_TASK OBJECTIVE_.
Rewrite the listing from the line containing "green leafy shrub" through the end, swapping "protective vest" for "reflective vest" and keeping everything else the same.
━━━ EXTRACTED MATERIAL ━━━
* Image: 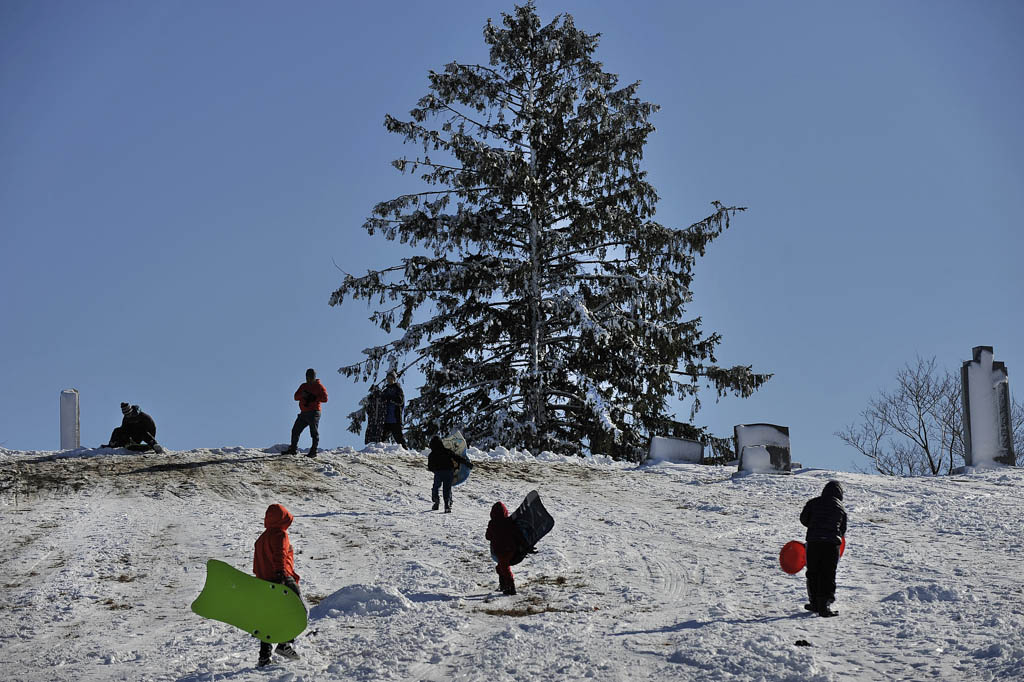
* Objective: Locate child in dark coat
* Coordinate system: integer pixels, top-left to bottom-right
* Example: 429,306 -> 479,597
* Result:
253,504 -> 302,668
427,436 -> 469,514
484,502 -> 519,594
800,480 -> 846,617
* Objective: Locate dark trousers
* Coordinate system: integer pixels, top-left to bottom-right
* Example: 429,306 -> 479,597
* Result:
807,542 -> 839,611
292,410 -> 319,453
106,426 -> 157,447
430,469 -> 455,507
495,552 -> 514,587
384,422 -> 407,447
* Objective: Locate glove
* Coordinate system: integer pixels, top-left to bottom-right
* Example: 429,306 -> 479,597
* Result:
282,576 -> 302,597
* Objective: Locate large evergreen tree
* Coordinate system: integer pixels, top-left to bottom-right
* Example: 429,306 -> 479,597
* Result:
331,2 -> 771,456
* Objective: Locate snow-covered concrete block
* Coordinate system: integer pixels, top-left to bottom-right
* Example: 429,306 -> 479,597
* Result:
961,346 -> 1016,467
60,388 -> 82,450
732,424 -> 792,473
647,436 -> 703,464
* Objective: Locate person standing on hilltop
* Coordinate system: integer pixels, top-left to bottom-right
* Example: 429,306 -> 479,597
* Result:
381,370 -> 408,447
100,402 -> 164,453
800,480 -> 846,617
283,369 -> 327,457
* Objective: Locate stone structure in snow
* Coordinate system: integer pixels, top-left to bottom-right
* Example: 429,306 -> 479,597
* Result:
961,346 -> 1016,467
60,388 -> 82,450
647,436 -> 703,464
732,424 -> 793,473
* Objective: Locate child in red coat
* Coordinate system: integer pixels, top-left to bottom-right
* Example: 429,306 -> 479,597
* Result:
484,502 -> 519,594
253,505 -> 301,668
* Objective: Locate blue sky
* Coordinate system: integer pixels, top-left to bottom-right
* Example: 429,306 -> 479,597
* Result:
0,0 -> 1024,469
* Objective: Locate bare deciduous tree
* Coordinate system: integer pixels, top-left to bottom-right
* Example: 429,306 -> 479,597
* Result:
836,357 -> 1024,476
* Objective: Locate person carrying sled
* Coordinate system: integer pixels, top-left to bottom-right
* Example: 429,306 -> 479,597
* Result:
484,502 -> 520,594
253,504 -> 302,668
100,402 -> 163,453
800,480 -> 846,617
427,435 -> 471,514
364,384 -> 384,445
381,370 -> 407,447
283,368 -> 327,457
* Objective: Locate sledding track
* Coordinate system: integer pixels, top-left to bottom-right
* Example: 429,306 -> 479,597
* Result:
0,449 -> 1024,682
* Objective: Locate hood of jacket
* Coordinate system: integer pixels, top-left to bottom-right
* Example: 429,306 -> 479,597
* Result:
263,505 -> 295,530
490,502 -> 509,521
821,480 -> 843,502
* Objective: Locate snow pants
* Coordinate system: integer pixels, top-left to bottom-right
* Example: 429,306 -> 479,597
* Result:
495,552 -> 513,585
382,422 -> 408,447
807,542 -> 839,611
430,469 -> 455,507
292,410 -> 319,453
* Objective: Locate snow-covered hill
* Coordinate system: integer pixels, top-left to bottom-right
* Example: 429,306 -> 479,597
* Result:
0,447 -> 1024,682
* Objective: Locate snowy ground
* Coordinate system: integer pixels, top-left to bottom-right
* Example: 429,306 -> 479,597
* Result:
0,447 -> 1024,682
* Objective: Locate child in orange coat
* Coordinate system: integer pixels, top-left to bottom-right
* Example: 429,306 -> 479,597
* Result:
253,504 -> 301,668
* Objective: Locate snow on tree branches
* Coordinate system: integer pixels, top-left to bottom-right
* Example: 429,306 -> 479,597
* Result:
331,2 -> 771,457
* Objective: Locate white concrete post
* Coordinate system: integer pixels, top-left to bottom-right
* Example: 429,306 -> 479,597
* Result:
60,388 -> 82,450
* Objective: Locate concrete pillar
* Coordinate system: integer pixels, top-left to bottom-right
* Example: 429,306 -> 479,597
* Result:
961,346 -> 1016,467
60,388 -> 82,450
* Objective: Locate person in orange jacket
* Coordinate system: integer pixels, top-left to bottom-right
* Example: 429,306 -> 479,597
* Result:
253,504 -> 302,668
284,368 -> 327,457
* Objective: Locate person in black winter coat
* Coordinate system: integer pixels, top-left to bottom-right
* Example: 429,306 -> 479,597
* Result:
100,402 -> 162,453
427,436 -> 469,514
381,370 -> 407,447
800,480 -> 846,617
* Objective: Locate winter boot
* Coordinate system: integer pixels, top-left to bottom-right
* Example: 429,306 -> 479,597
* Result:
278,642 -> 300,660
256,642 -> 273,668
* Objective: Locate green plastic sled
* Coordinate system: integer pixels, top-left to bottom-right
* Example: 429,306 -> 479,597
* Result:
191,559 -> 307,644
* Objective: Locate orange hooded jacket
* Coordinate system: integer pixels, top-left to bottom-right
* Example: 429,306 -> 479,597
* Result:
295,379 -> 327,412
253,505 -> 299,583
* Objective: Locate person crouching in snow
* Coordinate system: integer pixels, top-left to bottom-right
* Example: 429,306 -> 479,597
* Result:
253,504 -> 302,668
427,436 -> 469,514
484,502 -> 519,594
800,480 -> 846,617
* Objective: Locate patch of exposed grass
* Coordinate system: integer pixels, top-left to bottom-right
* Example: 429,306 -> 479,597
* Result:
480,604 -> 572,619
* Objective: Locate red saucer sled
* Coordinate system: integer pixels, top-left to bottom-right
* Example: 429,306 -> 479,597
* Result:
778,538 -> 846,576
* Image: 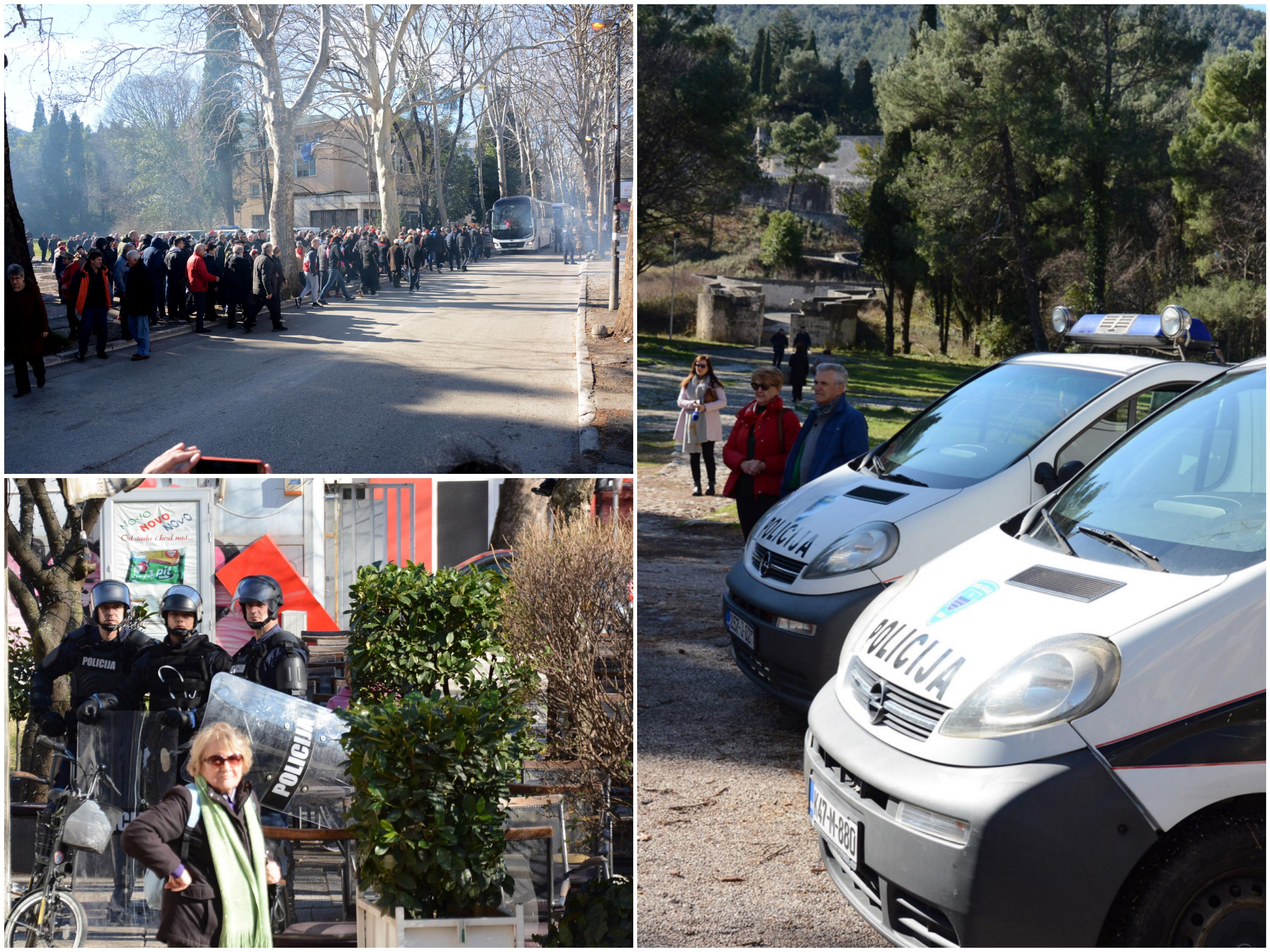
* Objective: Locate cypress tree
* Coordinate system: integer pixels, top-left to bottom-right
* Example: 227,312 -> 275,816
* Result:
38,104 -> 71,235
749,27 -> 767,94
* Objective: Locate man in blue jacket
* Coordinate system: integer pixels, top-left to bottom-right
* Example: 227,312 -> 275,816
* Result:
781,363 -> 869,496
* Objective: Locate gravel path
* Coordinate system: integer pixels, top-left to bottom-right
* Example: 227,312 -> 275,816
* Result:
637,463 -> 885,947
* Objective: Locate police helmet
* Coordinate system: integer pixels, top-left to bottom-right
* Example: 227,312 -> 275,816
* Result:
234,575 -> 282,622
90,579 -> 132,621
159,585 -> 203,628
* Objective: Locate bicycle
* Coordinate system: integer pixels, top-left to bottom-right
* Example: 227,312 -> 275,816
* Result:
4,736 -> 119,948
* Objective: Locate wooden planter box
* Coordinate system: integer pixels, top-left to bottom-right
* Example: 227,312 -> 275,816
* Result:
357,896 -> 525,948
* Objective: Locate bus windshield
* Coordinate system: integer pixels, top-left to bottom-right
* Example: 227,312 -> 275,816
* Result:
491,198 -> 533,240
874,363 -> 1119,489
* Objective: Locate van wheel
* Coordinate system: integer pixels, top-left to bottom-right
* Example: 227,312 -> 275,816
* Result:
1100,804 -> 1266,948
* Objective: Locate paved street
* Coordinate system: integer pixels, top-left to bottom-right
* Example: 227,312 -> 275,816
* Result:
5,252 -> 603,474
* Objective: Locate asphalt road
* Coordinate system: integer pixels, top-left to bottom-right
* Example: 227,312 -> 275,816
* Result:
5,251 -> 589,474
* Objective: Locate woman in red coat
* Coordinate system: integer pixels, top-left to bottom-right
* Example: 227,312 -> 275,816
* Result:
722,367 -> 799,538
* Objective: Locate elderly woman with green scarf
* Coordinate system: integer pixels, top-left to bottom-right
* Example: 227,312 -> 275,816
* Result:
122,722 -> 279,948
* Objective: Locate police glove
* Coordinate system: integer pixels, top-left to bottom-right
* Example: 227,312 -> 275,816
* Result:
37,711 -> 66,738
75,694 -> 102,724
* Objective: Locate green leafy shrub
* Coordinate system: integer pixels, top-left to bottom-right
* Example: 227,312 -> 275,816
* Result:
348,562 -> 504,702
340,683 -> 532,916
1156,278 -> 1266,363
9,628 -> 36,724
542,876 -> 635,948
978,317 -> 1033,360
760,212 -> 803,268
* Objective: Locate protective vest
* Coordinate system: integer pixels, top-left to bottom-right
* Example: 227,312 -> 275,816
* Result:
━━━
_WORKED ANSWER_.
* Objective: Locate green leafy shrub
* Coordinate system: integer pixels, top-left to bottom-right
* Example: 227,312 -> 275,816
* Result:
348,562 -> 504,702
340,683 -> 532,916
1156,278 -> 1266,363
9,628 -> 36,724
542,876 -> 635,948
978,317 -> 1033,360
760,212 -> 803,268
* Objective: Locate reflective vest
* Coordinate system: integer pixels, top-left to bottom-right
* Example: 227,312 -> 275,816
* Result:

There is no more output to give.